Consigne écrite A:
Reproduisez le passage de l'extrait qui commence aux mots "a.  Le contrôle" et s'arrête après les mots "saurait faire l’objet d’un contrôle judiciaire.".

C.  Arguments supplémentaires du défendeur

(1)  Les demandes sont irrecevables

[42]  Le défendeur réaffirme que la Cour n’est pas régulièrement saisie des demandes de contrôle judiciaire.

a.  Le contrôle judiciaire

[43]  Selon le défendeur, le report d’une audience de la SPR ne peut faire l’objet d’un contrôle judiciaire. Les décisions en cause n’ont pas caractère définitif en ce qui concerne les demandes d’asile et ne portent pas atteinte aux droits des demandeurs d’asile. Le report des audiences n’entraîne donc aucune conséquence juridique. Les demandeurs contestent une mesure administrative ou une étape interlocutoire qui ne saurait faire l’objet d’un contrôle judiciaire.

[44]  Bien que les demandeurs formulent une question de compétence, leurs arguments doivent être rejetés. Premièrement, la Cour d’appel fédérale a conclu que l’existence d’une question de compétence n’est pas suffisante et ne constitue pas en soi une circonstance exceptionnelle qui permet à une partie d’introduire une demande de contrôle judiciaire avant que le processus administratif ne soit complété ou que les prétentions sur la question de compétence ne soient présentées à la CISR : CB Powell, précité, aux paragraphes 39 à 46. Deuxièmement, les instructions sont de nature administrative en ce qu’elles s’appliquent à la mise au rôle, à la gestion interne des avis, à la preuve et aux communications. Elles ne portent pas sur le processus concernant l’audience elle‑même. De plus, les demandeurs n’ont pas établi que la SPR n’a pas compétence pour instruire l’affaire.

b.  Autres recours

[45]  Le défendeur soutient également que les demandeurs n’ont aucunement établi avoir épuisé toutes les voies de recours qui leur étaient ouvertes en vertu du processus administratif. Ils auraient pu attaquer les instructions devant la SPR, mais ils ont choisi de ne pas le faire. La SPR a le pouvoir de trancher les questions de droit concernant sa propre compétence, dont l’habilitation et la partialité institutionnelle. Les demandeurs ne peuvent donc invoquer ces questions pour la première fois au stade du contrôle judiciaire, alors qu’il leur était loisible de le faire devant la SPR.

(2)  Le caractère théorique

[46]  Le défendeur fait valoir que l’affaire est théorique en ce qui concerne M. Salim, dont la demande d’asile a été accueillie le 4 mai 2017, et l’est aussi à présent relativement à M. Alhaqli, dont l’audition de la demande d’asile a été fixée au 22 juin 2017. La relation entre les parties n’est plus contradictoire , et l’annulation n’entraînera aucune conséquences. Les demandes doivent être donc rejetées, conformément à la doctrine relative au caractère théorique : Borowski c Canada (Procureur général), [1989] 1 RCS 342, aux pages 353, 358 et 359 [Borowski].

[Enregistrements d'annotations de position]
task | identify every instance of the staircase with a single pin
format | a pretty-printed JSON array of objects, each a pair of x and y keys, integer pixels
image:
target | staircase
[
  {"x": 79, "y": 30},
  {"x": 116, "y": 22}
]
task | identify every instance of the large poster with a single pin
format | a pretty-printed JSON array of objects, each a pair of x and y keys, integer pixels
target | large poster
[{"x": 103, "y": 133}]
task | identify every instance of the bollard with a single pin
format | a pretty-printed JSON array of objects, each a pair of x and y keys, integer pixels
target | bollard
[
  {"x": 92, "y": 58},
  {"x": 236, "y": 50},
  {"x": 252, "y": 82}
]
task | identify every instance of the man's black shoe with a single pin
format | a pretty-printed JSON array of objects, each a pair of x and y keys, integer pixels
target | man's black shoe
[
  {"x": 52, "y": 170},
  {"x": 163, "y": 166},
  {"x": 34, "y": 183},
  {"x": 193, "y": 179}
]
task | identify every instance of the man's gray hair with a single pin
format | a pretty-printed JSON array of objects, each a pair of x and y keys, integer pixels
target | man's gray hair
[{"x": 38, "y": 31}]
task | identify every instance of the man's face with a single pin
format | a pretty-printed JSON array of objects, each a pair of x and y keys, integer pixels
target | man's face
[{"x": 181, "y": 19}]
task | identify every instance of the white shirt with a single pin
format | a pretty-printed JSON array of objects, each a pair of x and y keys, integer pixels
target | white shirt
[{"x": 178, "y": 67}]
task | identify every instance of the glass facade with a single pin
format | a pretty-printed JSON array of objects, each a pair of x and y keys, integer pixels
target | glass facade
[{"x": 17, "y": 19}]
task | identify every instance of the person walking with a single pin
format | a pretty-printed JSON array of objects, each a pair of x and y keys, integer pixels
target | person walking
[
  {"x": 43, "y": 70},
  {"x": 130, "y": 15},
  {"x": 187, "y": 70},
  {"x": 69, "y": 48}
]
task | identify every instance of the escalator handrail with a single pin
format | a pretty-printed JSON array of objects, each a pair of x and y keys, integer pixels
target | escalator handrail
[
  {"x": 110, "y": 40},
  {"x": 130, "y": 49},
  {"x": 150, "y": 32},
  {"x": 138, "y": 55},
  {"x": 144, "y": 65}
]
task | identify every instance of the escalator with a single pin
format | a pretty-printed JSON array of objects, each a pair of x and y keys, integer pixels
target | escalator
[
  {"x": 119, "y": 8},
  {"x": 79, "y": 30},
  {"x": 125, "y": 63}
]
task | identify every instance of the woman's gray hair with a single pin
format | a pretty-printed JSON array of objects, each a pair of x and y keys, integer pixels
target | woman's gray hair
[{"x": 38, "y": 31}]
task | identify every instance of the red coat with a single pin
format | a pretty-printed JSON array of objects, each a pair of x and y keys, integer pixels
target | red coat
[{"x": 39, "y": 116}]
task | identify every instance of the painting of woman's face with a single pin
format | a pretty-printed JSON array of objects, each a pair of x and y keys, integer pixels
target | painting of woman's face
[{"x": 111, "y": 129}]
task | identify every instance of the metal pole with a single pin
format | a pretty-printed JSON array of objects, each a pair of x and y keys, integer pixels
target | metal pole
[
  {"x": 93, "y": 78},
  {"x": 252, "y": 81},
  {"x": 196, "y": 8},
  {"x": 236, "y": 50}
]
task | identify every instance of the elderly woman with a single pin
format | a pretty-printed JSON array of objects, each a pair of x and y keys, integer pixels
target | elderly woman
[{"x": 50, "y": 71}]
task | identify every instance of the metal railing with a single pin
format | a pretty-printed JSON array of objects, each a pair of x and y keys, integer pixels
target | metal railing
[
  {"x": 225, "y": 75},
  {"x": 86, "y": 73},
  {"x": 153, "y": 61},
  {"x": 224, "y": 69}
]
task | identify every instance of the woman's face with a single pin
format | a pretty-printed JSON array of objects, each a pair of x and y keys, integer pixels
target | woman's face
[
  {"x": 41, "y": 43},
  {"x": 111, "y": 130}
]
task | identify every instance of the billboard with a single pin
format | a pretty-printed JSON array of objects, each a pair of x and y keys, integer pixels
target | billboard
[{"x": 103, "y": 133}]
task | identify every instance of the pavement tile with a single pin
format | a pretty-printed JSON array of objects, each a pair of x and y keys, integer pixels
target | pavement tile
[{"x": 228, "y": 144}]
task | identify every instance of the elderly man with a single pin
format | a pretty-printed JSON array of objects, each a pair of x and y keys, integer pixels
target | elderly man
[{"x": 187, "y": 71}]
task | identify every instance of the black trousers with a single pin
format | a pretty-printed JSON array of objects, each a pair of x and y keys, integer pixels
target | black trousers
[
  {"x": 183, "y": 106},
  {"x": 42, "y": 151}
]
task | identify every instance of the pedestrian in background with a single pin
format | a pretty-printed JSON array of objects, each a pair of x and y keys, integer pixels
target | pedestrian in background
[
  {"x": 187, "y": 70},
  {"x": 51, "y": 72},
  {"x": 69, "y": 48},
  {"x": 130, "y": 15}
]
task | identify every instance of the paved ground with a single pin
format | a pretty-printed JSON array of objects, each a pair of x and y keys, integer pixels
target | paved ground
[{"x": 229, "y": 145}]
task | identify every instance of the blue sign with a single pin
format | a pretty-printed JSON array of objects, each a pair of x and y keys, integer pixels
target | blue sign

Consigne écrite B:
Extrayez de la liste ci-dessus toutes les lignes qui contiennent la chaîne "staircase", en tenant compte de la casse.

Solution A:
a.  Le contrôle judiciaire

[43]  Selon le défendeur, le report d’une audience de la SPR ne peut faire l’objet d’un contrôle judiciaire. Les décisions en cause n’ont pas caractère définitif en ce qui concerne les demandes d’asile et ne portent pas atteinte aux droits des demandeurs d’asile. Le report des audiences n’entraîne donc aucune conséquence juridique. Les demandeurs contestent une mesure administrative ou une étape interlocutoire qui ne saurait faire l’objet d’un contrôle judiciaire.

Solution B:
task | identify every instance of the staircase with a single pin
target | staircase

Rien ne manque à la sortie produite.